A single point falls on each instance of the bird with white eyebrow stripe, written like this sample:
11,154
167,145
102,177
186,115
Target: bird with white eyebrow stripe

--------------------------------------------------

Please give these lines again, changing "white eyebrow stripe" to "yellow eyebrow stripe" and leaving everything else as it is.

A single point falls on each instance of the bird with yellow eyebrow stripe, written like this sample:
11,154
167,145
102,177
186,115
Target: bird with yellow eyebrow stripe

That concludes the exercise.